Below are the rows. Find and copy every line that contains the word "facade", paying attention to case.

>> BEGIN

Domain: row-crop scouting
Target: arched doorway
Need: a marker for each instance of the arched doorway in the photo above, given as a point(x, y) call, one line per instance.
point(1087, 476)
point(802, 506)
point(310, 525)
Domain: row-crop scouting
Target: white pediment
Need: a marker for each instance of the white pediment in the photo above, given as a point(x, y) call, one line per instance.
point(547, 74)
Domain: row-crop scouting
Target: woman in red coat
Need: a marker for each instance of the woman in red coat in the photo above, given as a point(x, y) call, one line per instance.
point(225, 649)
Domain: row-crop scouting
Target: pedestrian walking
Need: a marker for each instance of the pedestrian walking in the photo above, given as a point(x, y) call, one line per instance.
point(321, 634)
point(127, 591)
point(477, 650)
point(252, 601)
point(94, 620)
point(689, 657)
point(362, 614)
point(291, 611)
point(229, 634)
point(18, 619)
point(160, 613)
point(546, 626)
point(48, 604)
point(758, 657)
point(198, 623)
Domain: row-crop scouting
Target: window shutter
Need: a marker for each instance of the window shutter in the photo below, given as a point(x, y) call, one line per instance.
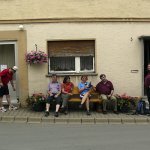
point(71, 48)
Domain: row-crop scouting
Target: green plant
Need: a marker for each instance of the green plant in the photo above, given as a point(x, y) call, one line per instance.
point(126, 103)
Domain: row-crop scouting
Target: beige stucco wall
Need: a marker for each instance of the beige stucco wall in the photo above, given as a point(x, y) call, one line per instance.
point(31, 9)
point(118, 51)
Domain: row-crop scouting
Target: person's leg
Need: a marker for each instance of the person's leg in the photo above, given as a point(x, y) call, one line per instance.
point(64, 107)
point(105, 101)
point(58, 101)
point(114, 100)
point(2, 109)
point(148, 96)
point(6, 92)
point(49, 99)
point(84, 98)
point(88, 106)
point(1, 96)
point(65, 98)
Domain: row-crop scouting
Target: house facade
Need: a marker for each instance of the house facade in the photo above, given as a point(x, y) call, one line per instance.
point(80, 37)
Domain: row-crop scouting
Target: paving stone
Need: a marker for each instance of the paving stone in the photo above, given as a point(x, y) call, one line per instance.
point(88, 120)
point(34, 119)
point(48, 120)
point(61, 120)
point(7, 119)
point(74, 120)
point(115, 120)
point(141, 120)
point(21, 119)
point(101, 120)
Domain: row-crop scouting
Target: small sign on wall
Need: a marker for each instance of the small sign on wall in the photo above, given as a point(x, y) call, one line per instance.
point(2, 67)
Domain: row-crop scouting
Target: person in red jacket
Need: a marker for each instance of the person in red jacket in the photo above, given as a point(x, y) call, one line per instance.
point(6, 76)
point(147, 84)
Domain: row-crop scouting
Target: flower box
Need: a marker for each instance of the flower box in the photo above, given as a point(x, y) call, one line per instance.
point(37, 102)
point(36, 57)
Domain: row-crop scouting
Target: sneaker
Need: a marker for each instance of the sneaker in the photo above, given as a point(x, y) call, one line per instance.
point(2, 109)
point(88, 113)
point(13, 107)
point(80, 106)
point(46, 113)
point(56, 114)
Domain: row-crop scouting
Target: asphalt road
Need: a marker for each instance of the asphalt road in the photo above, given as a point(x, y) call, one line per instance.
point(74, 137)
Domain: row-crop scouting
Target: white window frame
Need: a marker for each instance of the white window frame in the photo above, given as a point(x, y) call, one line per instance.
point(77, 67)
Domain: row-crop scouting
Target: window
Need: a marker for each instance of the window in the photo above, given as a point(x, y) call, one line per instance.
point(72, 56)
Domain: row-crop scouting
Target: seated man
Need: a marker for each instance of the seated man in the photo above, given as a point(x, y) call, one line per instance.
point(105, 89)
point(54, 91)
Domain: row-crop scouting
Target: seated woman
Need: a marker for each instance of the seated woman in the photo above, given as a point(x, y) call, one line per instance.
point(67, 88)
point(84, 89)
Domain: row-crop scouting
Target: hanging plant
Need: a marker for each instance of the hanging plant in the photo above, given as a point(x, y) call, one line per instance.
point(36, 57)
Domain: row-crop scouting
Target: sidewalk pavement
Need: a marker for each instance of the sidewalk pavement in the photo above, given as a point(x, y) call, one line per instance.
point(24, 115)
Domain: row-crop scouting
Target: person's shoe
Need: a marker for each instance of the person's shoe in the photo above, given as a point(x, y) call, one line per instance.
point(46, 113)
point(13, 107)
point(56, 114)
point(81, 106)
point(105, 112)
point(88, 113)
point(116, 112)
point(2, 109)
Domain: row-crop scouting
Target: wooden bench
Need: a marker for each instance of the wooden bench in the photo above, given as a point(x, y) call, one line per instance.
point(76, 98)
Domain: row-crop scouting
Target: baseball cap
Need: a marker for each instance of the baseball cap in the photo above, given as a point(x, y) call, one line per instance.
point(15, 68)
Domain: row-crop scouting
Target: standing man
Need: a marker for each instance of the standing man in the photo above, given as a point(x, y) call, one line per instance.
point(6, 76)
point(54, 91)
point(147, 84)
point(105, 89)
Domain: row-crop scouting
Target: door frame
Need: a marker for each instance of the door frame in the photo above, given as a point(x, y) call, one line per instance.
point(16, 62)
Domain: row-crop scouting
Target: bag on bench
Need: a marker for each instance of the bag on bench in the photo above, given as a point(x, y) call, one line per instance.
point(141, 107)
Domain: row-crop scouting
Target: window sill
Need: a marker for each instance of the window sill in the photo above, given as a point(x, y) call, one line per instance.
point(73, 74)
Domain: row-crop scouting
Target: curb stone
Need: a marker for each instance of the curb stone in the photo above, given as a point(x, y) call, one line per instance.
point(115, 121)
point(101, 120)
point(34, 120)
point(88, 120)
point(21, 119)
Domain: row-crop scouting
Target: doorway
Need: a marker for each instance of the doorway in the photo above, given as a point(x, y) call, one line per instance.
point(8, 52)
point(146, 57)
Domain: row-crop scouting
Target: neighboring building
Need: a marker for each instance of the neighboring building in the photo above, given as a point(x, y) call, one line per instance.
point(88, 36)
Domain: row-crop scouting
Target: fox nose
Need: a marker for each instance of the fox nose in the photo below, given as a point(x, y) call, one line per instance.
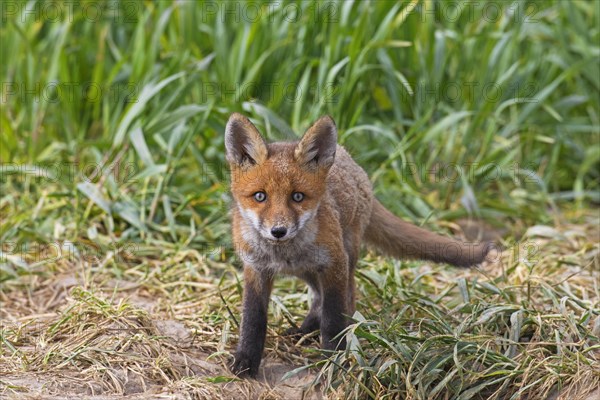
point(278, 231)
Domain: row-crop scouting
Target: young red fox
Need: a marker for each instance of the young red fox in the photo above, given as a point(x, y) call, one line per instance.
point(303, 208)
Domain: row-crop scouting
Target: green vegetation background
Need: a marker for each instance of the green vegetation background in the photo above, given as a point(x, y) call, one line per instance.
point(112, 127)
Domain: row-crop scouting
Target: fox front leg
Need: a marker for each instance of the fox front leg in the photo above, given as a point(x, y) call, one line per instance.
point(257, 289)
point(334, 282)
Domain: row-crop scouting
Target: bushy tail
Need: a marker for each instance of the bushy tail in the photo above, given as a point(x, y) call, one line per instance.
point(400, 239)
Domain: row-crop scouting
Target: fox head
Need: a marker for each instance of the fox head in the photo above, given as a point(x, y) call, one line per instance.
point(278, 186)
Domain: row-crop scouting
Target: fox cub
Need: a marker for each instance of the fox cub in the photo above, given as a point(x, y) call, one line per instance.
point(303, 208)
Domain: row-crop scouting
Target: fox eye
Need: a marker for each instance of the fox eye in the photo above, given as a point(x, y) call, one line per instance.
point(297, 197)
point(260, 196)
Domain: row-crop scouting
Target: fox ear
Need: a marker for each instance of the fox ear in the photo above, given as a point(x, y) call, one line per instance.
point(318, 144)
point(243, 142)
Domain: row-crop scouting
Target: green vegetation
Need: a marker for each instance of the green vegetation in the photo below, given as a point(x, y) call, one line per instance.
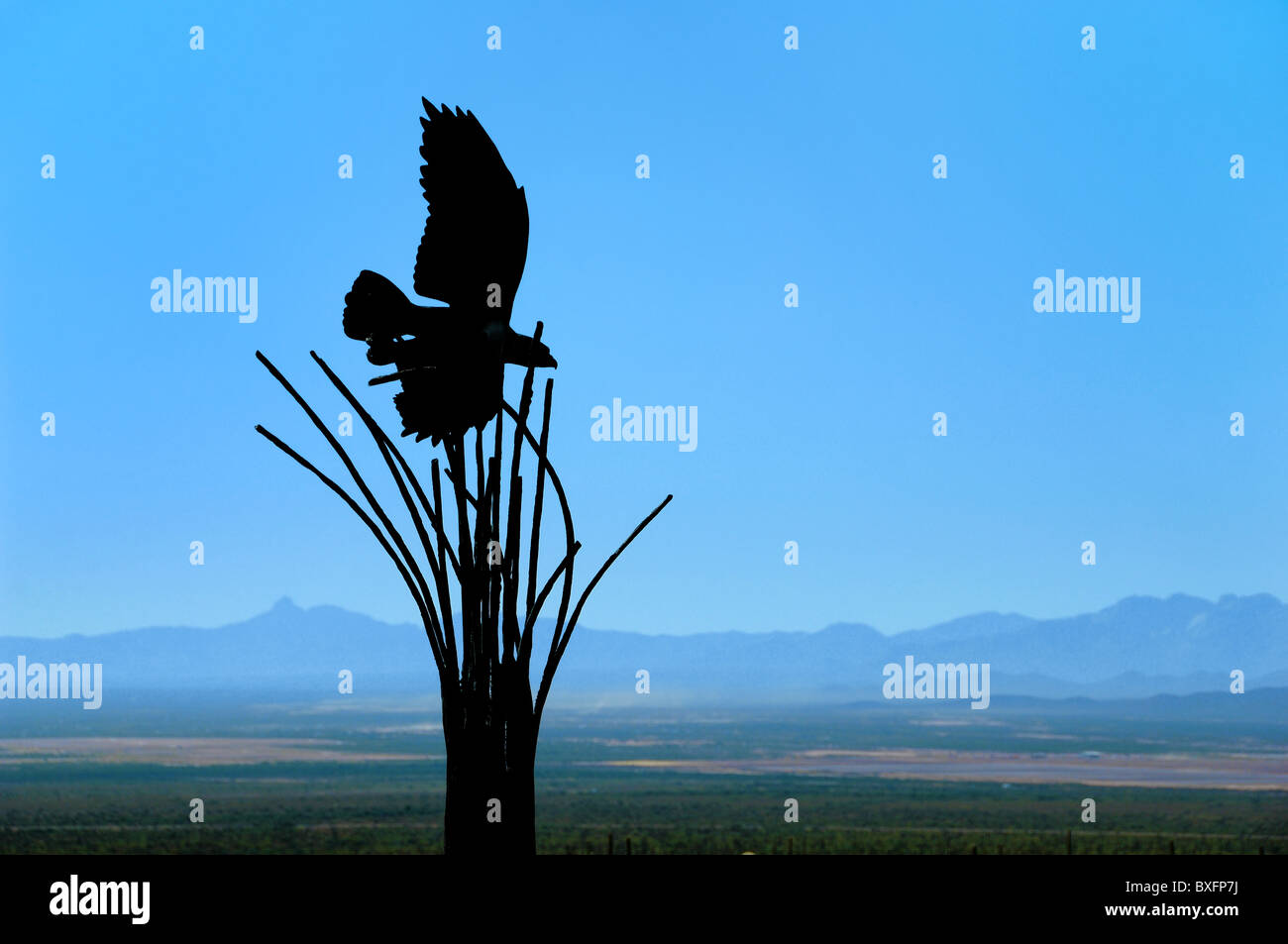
point(77, 803)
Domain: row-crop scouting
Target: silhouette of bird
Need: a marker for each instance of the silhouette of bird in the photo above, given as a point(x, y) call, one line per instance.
point(451, 361)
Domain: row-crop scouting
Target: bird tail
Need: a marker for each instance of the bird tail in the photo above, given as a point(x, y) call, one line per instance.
point(375, 308)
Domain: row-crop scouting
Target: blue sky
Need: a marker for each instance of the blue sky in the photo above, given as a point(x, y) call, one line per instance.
point(767, 166)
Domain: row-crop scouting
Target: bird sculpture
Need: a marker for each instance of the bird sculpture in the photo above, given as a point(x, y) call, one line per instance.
point(451, 361)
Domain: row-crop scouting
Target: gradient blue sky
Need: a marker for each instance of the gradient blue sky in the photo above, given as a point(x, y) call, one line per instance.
point(811, 166)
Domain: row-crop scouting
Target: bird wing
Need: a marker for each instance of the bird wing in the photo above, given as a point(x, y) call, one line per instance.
point(477, 232)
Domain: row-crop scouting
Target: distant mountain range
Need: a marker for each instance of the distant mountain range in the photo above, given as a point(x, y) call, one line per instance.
point(1136, 648)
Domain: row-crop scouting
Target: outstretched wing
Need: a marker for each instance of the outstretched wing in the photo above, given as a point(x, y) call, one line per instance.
point(477, 233)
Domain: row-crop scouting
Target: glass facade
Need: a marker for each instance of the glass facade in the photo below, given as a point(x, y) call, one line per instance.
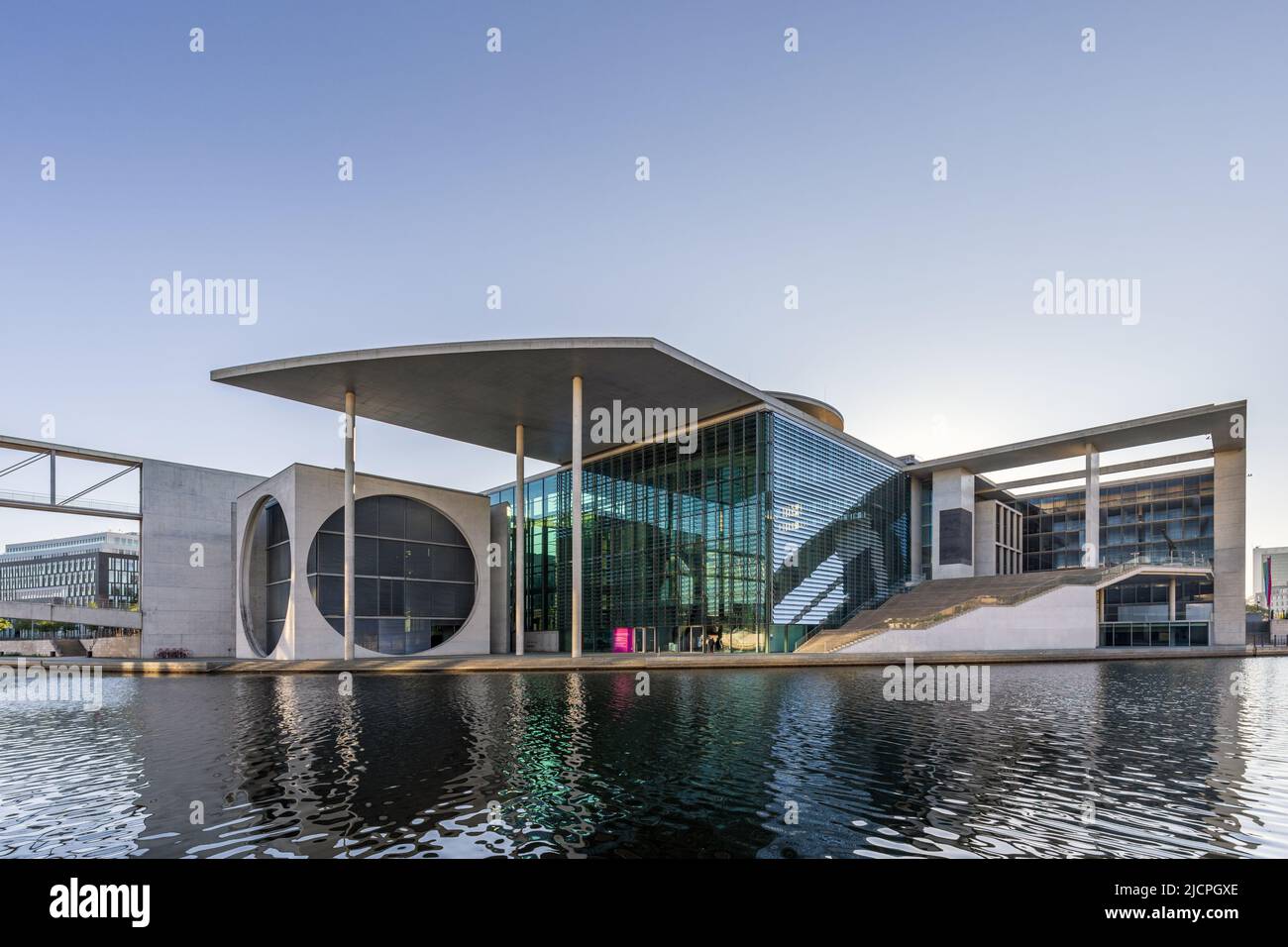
point(840, 531)
point(413, 575)
point(765, 530)
point(1158, 519)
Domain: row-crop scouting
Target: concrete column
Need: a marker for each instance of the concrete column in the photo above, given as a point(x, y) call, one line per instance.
point(519, 512)
point(1231, 547)
point(348, 523)
point(986, 538)
point(1091, 544)
point(576, 515)
point(953, 526)
point(914, 528)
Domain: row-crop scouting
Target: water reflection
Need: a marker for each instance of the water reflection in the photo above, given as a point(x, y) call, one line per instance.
point(1082, 759)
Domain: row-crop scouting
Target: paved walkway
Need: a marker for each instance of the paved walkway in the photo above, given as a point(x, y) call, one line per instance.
point(627, 663)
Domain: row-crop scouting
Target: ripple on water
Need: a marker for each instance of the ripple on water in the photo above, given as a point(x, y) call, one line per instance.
point(1069, 761)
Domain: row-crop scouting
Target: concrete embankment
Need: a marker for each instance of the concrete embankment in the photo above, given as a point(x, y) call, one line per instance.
point(631, 663)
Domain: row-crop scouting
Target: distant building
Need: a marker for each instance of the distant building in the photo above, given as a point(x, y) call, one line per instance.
point(1270, 579)
point(98, 569)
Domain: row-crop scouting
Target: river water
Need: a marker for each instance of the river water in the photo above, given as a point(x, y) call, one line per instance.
point(1121, 758)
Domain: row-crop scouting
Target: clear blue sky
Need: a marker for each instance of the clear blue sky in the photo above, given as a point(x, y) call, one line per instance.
point(768, 169)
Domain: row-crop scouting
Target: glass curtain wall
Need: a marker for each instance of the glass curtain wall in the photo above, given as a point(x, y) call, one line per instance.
point(838, 531)
point(695, 552)
point(673, 552)
point(1157, 519)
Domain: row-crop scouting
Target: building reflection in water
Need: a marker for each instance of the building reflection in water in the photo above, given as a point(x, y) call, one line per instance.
point(583, 764)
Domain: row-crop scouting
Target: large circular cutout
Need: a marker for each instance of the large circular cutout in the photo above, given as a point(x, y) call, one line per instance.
point(267, 581)
point(413, 575)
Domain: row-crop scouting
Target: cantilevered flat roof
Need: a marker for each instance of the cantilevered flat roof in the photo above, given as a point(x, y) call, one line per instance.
point(478, 390)
point(1214, 420)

>> END

## Output
Target: house facade
Need: a marker for each instance of the house facade in the photo above, given as a point(x, y) call, one line per instance.
Target: glass facade
Need: a marker for each instance of the glass facade in the photo below, given as a point(x, y) call, one line per instance.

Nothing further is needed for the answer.